Highlights & Insights

  • Upgrading from "Correlation" to "Causation": Actively injecting action perturbations as interventions sidesteps spurious correlations created by state-action dynamic dependencies, which is the most common pitfall for policy-level explanations.
  • Coupling Theory with Interpretability: The uniqueness/existence proofs are not just decorative; they directly serve the engineering requirement that "explanations should not be ambiguous" and are used as ground-truth verification tools in synthetic experiments.
  • Gaussian Kernel Bases as a Finisher: Re-expressing unreadable nonlinear mappings as "feature \(\times\) time" weight maps makes the explanation naturally visualizable and localizable to specific time windows.
  • Normal Regularization Fixes Linear TCR's Theoretical Gaps: After opening the nonlinear space, distributions can degenerate. Using the 1-Wasserstein distance to standard normal pulls the high-level cause back to a unimodal shape, balancing faithfulness with readability.

ACTIVITY LIST:
1) Retype word for word the portion of the highlights on causal policy explanations that opens with the words containing "Highlights & Insights" and closes with "for policy-level explanations.".
2) Extend the highlights on causal policy explanations, picking up after their final sentence.

Data items:
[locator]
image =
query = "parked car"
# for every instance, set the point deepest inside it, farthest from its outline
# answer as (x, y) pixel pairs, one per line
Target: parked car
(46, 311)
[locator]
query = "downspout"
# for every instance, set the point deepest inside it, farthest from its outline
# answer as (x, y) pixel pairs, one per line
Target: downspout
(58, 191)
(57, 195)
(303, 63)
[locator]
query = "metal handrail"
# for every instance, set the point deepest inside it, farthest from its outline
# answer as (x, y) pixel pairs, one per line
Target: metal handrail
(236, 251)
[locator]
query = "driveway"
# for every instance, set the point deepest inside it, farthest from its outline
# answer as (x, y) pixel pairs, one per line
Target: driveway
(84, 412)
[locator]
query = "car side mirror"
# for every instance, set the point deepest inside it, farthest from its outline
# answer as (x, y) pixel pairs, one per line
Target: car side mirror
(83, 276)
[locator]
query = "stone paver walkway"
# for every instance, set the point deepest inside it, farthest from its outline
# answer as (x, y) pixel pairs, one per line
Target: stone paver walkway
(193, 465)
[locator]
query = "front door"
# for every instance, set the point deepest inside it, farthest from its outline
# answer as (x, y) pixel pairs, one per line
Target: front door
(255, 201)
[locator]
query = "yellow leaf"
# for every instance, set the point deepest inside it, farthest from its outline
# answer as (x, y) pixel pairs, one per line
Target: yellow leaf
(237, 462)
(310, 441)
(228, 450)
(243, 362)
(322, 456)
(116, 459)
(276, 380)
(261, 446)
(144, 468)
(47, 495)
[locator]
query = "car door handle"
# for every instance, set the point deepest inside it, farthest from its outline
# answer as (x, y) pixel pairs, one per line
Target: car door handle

ANSWERS FOR THIS EXERCISE:
1)
Highlights & Insights

  • Upgrading from "Correlation" to "Causation": Actively injecting action perturbations as interventions sidesteps spurious correlations created by state-action dynamic dependencies, which is the most common pitfall for policy-level explanations.

2)
Limitations & Future Work

  • Reliance on Intervenable Simulators: The method is built on the ability to inject shift interventions into actions and resample trajectories; it is primarily suited for physical simulations with continuous states/actions and is difficult to apply directly to discrete actions or real online systems where repeated intervention is impossible.
  • Single High-level Cause + Linear \(Z \to Y\): The high-level model is constrained to two variables with a linear-additive-Gaussian \(Z \to Y\) relationship. Complex policies might involve multiple interacting high-level factors, and a single-cause explanation may lose information (multi-cause generalizations are left for the appendix).
  • Theoretical Conditions Hard to Meet in Reality: Uniqueness/existence theorems rely on assumptions like additive noise and Fourier non-degeneracy, which may not hold in real simulations. In practice, one can only strive for "as consistent as possible" approximate solutions.
  • Kernel Basis and Perturbation Tuning: Kernel width/number control the bias-variance trade-off, and parameters like perturbation variance \(\sigma_t\) and regularization strength \(\eta_{\text{norm}}\) are hyperparameters that affect the granularity and stability of the explanation.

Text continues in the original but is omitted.